*The problem*:
After locating the line that contains "Expected behaviour: a marker sits on the white marble", quote it and all lines after it through the end of the entries, and nothing more. Pictures stay out.

*Location annotation dataset excerpts*:
---*---

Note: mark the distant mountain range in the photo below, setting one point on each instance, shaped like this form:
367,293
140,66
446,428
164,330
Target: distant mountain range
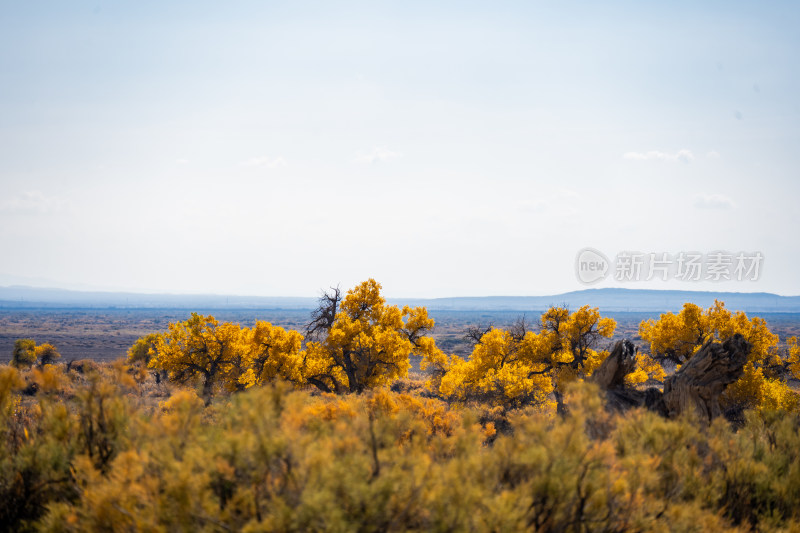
605,299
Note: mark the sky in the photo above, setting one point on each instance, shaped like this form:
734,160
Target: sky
442,148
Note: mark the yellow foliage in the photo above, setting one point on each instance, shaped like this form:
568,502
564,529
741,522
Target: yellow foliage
530,369
369,343
271,352
678,337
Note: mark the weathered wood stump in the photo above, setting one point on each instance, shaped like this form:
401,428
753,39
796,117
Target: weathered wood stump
697,385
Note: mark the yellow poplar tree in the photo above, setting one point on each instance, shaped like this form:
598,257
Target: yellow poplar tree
368,343
527,367
678,337
271,352
201,348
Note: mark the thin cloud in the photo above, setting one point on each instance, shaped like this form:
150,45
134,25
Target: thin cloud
379,153
560,199
714,201
685,156
32,202
264,162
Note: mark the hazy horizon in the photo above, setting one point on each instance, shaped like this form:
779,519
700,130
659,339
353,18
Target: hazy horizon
278,148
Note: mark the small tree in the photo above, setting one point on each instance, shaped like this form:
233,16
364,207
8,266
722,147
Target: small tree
201,348
24,353
271,352
47,354
367,344
519,366
678,337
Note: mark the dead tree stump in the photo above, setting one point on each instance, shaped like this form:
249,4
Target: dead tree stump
701,381
697,385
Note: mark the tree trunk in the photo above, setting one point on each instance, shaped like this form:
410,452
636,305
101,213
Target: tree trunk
697,385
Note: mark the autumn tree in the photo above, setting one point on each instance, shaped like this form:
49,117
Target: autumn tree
367,343
270,352
24,354
677,337
200,347
46,354
519,366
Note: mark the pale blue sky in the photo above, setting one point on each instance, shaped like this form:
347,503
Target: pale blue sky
461,148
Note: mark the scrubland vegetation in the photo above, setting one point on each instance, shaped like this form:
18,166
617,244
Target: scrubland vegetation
211,426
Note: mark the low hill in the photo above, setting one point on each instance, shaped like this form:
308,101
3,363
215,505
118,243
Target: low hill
605,299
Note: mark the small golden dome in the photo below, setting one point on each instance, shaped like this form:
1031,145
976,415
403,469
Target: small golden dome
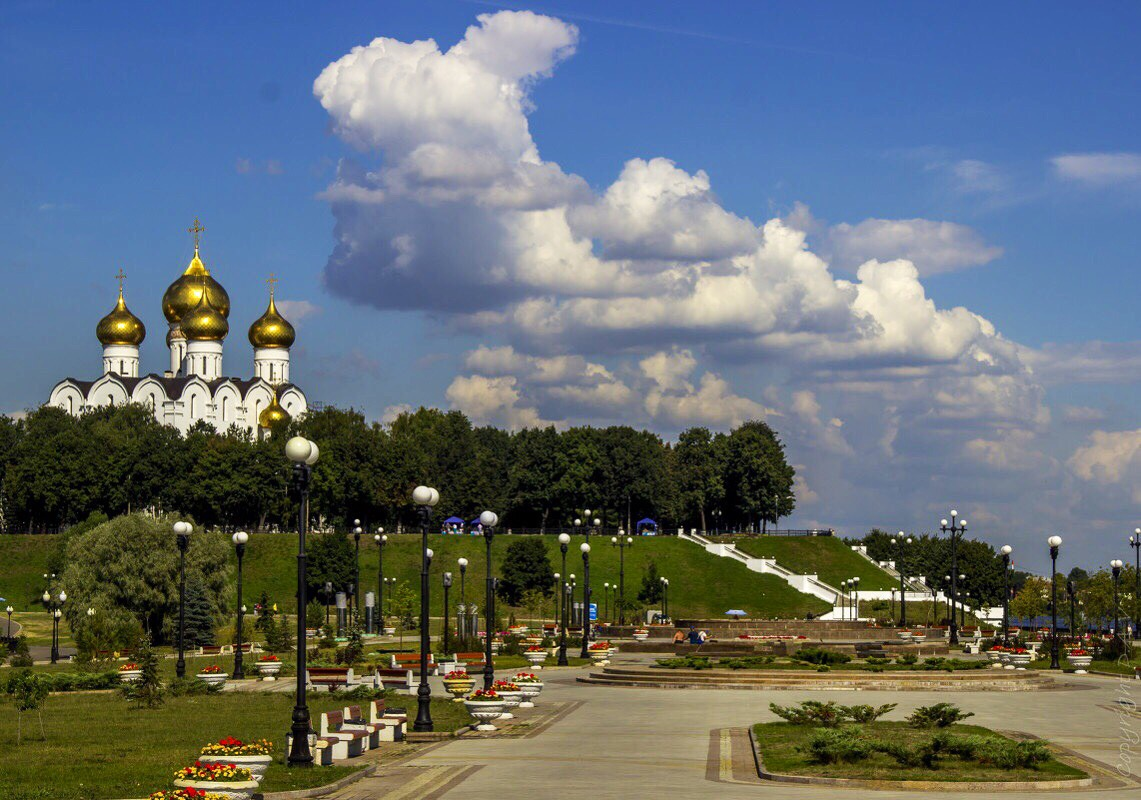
120,326
273,414
184,295
272,329
204,323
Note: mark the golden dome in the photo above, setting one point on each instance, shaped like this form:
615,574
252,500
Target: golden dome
272,329
120,326
273,414
203,322
184,295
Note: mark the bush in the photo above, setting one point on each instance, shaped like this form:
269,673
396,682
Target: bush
938,716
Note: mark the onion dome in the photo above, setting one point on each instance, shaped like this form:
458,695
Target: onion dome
273,414
272,329
183,295
120,326
203,322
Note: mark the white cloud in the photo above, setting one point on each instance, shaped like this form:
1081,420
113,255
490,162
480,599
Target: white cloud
1099,169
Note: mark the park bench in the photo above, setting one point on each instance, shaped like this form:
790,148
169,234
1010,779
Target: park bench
395,678
348,743
353,720
332,678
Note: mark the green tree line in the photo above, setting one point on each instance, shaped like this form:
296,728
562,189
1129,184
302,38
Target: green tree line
57,469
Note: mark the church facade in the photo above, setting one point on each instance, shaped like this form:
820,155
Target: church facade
194,388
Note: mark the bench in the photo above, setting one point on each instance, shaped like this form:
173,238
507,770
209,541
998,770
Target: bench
396,679
332,678
346,743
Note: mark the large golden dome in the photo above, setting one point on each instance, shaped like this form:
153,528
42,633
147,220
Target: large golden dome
120,326
273,414
272,329
203,322
184,295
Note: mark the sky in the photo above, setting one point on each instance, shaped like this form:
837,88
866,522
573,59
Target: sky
904,236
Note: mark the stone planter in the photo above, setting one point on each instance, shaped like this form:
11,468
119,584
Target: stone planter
484,712
1079,663
257,765
235,790
212,678
459,687
269,670
529,692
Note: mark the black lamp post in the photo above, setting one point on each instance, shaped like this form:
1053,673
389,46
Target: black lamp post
425,498
183,538
1006,549
899,567
488,520
1116,567
622,542
304,454
955,530
1054,543
564,541
585,599
240,539
381,540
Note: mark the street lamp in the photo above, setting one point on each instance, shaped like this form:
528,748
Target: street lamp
487,522
585,599
622,542
381,540
240,539
426,499
564,541
1005,550
1054,543
955,528
304,454
183,538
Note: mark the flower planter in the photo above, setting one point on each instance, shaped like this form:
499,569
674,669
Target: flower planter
484,712
235,790
257,765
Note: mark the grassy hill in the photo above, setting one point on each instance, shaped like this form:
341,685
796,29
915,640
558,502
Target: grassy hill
701,584
826,557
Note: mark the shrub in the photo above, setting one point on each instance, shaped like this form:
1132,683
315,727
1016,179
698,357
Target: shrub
938,716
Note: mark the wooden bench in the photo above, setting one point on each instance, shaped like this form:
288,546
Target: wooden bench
347,743
331,677
396,679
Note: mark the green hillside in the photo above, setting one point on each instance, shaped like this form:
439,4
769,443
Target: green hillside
826,557
701,584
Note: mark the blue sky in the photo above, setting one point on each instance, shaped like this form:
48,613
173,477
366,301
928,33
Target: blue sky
994,148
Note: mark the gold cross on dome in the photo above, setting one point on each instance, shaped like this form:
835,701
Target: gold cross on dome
196,229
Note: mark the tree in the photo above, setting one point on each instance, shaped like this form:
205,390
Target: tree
525,566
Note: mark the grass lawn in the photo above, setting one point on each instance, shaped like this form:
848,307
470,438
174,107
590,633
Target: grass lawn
98,746
784,750
826,557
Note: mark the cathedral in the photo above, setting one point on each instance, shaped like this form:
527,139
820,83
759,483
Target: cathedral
194,388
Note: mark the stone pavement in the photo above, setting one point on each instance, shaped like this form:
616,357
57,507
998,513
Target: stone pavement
636,743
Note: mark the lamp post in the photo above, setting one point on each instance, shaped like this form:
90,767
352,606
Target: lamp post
183,539
1116,567
381,540
1005,550
955,530
622,542
488,520
899,567
1054,543
426,499
304,454
564,541
240,539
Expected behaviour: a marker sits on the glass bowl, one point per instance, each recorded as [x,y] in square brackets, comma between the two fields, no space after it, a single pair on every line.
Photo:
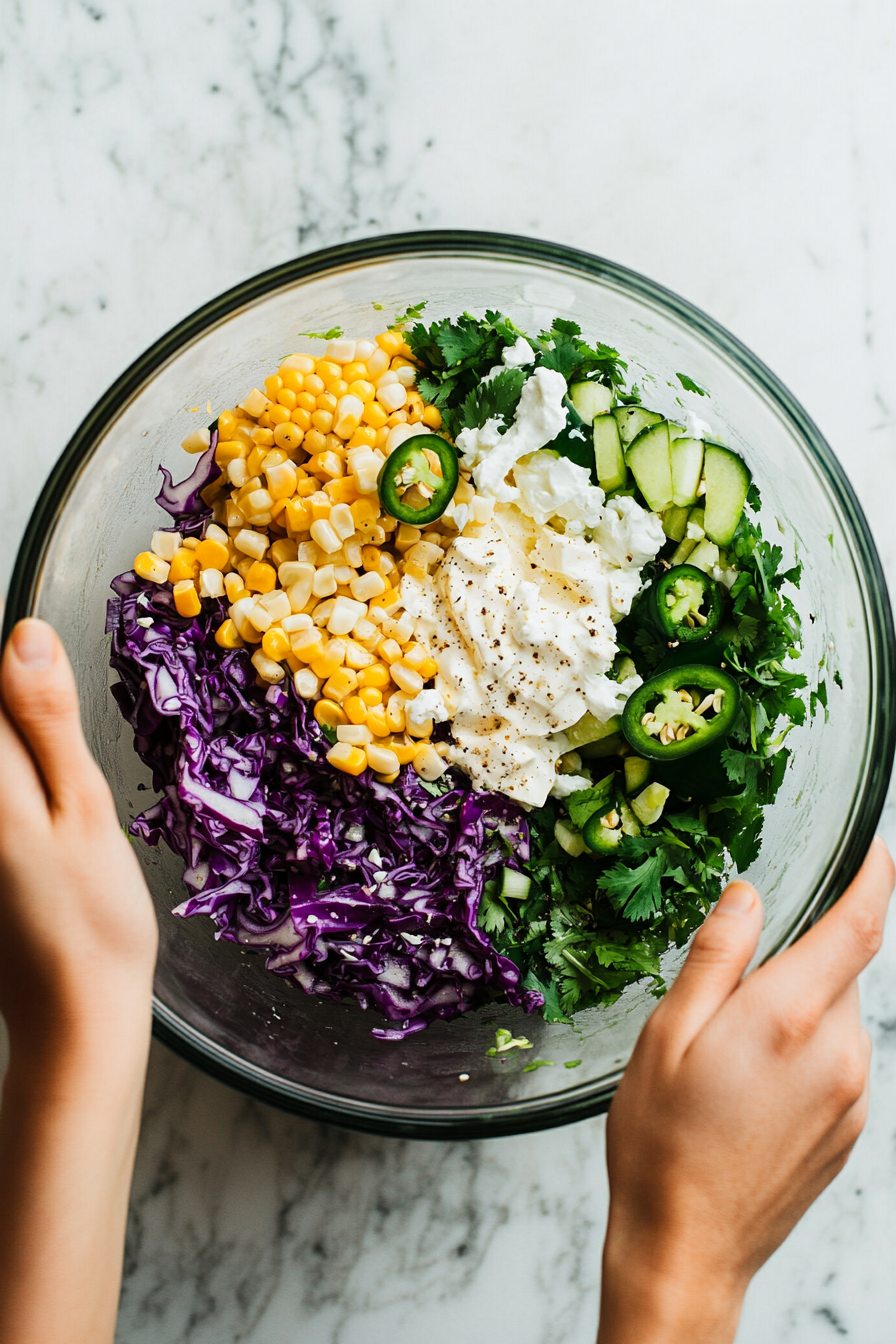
[216,1004]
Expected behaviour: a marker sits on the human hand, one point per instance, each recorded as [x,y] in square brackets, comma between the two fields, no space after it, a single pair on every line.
[742,1102]
[77,928]
[77,952]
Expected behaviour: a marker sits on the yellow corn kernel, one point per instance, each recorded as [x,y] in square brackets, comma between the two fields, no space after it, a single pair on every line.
[308,645]
[187,598]
[184,566]
[403,749]
[378,675]
[276,644]
[341,489]
[391,343]
[234,588]
[364,511]
[282,551]
[386,600]
[227,636]
[382,758]
[329,715]
[406,536]
[151,567]
[261,577]
[298,515]
[328,664]
[345,757]
[320,506]
[289,436]
[212,555]
[376,722]
[375,415]
[355,708]
[395,718]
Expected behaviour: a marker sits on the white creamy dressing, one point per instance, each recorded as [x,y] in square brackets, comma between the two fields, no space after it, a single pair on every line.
[520,616]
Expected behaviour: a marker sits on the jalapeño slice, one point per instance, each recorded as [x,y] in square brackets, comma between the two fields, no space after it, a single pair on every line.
[409,487]
[685,605]
[680,711]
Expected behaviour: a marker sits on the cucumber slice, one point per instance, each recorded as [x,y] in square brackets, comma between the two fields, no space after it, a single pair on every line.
[727,484]
[687,469]
[590,730]
[637,773]
[607,453]
[675,522]
[515,885]
[704,555]
[632,420]
[650,464]
[649,804]
[590,399]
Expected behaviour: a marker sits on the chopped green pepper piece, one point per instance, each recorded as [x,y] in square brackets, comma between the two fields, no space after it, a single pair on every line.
[409,487]
[685,605]
[680,711]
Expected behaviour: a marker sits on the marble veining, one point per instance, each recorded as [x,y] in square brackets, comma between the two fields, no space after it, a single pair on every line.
[157,153]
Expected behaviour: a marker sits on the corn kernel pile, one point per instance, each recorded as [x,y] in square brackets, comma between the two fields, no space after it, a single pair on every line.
[308,562]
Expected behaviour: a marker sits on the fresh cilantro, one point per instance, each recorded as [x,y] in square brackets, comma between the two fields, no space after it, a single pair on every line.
[689,386]
[411,313]
[333,333]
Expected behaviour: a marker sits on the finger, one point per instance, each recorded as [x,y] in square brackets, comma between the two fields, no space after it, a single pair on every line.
[818,968]
[40,699]
[719,956]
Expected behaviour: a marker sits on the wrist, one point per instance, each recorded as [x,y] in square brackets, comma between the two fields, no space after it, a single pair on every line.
[662,1290]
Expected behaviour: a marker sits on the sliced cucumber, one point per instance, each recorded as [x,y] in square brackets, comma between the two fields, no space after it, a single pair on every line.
[515,885]
[650,463]
[727,484]
[687,469]
[675,522]
[649,804]
[632,420]
[590,399]
[590,730]
[704,555]
[609,457]
[637,772]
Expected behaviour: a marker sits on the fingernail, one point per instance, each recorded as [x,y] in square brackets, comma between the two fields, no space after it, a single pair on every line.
[34,643]
[736,899]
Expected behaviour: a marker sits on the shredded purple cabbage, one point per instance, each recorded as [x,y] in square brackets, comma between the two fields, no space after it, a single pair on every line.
[347,885]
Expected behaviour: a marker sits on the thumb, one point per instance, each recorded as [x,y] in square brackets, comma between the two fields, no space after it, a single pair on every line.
[719,956]
[40,699]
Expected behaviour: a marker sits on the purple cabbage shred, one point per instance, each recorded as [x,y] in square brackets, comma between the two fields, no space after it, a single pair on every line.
[349,886]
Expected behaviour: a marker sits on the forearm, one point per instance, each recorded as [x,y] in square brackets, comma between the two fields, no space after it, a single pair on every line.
[69,1126]
[656,1297]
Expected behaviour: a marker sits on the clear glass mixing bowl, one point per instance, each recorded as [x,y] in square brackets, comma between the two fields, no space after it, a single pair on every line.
[216,1004]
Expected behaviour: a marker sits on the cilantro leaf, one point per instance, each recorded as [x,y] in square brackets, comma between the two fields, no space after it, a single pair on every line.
[689,386]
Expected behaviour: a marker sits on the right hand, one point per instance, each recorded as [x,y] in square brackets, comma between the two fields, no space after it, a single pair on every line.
[740,1104]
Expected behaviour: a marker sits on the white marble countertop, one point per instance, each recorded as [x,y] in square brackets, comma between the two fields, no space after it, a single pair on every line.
[153,156]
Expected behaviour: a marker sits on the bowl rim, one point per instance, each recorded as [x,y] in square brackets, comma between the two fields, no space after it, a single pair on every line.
[589,1098]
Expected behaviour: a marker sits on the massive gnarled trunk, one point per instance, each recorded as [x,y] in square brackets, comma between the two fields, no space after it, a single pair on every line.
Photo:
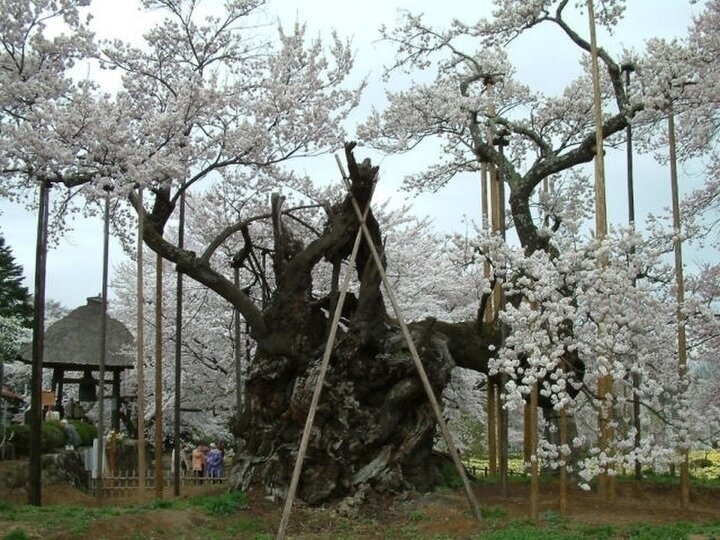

---*---

*Expected output*:
Expected behaviour: a marker sits on the white marble countertop, one point per instance, each recorded as [x,y] in square brackets, comma between the two fields, no space after it, a single pair on every line.
[153,156]
Expected behaviour: a marker sits on the bowl rim, one point per instance, each recorded as [x,y] in square brackets, comma between the two fields, no space after it, a single pair on every line.
[589,1098]
Expected behaviour: a marker sits on the massive gnarled trunk, one point per instance, each recorded as [x,y] in square brackets, comma between the two fields, no space after it, a single pair on every line.
Photo:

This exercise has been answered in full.